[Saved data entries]
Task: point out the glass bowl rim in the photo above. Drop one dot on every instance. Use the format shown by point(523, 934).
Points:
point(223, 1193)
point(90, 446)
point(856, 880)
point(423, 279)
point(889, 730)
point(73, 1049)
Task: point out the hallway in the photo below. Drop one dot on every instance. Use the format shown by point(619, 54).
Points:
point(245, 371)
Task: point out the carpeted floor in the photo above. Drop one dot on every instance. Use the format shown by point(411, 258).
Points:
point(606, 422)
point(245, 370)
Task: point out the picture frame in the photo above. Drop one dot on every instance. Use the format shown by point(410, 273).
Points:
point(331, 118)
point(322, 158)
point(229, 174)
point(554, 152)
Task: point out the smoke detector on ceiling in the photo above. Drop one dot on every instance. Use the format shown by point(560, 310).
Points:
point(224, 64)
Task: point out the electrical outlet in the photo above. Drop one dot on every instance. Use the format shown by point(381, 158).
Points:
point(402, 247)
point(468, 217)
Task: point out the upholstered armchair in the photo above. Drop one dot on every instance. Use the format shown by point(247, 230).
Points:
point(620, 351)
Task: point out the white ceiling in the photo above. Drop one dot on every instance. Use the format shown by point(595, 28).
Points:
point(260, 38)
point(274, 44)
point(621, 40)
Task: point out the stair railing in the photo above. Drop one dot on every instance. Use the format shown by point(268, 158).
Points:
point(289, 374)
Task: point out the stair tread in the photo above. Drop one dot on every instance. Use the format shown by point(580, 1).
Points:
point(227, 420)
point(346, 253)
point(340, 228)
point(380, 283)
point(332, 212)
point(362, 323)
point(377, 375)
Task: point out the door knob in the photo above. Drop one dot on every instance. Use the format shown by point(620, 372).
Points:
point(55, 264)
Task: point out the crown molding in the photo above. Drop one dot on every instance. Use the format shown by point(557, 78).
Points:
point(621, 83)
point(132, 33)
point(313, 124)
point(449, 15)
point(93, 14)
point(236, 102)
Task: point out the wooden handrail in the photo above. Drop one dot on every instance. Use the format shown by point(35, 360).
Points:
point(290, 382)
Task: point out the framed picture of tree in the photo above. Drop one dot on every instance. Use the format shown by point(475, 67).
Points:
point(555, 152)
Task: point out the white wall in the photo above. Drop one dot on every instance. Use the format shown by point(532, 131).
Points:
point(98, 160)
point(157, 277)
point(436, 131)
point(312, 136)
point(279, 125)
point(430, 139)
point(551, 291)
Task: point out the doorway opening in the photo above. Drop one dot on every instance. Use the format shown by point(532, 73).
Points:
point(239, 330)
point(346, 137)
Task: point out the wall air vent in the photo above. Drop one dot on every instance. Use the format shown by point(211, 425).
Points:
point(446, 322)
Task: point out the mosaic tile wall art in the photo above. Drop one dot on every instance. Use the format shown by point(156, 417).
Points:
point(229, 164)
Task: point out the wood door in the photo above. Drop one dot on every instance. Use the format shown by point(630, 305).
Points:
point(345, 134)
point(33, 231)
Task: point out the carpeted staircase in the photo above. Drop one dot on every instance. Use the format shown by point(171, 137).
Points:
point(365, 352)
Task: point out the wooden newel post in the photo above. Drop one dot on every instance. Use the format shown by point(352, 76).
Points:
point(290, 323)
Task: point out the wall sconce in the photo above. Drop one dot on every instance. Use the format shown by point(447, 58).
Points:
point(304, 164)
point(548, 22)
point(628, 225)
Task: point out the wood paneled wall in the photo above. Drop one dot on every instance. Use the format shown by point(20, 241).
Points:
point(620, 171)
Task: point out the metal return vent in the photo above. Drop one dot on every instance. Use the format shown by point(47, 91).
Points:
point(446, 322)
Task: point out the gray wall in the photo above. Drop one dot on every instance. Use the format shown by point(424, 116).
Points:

> TASK DESCRIPTION:
All of the lines above that carry the string "vent" need to be found and copied.

> ANSWER TO THIS TASK:
Task: point out the wall air vent in the photo above. Drop one dot on every instance. Use the format shown by point(211, 425).
Task: point out the metal return vent in the photo above. Drop one dot on every instance. Use the format shown by point(47, 91).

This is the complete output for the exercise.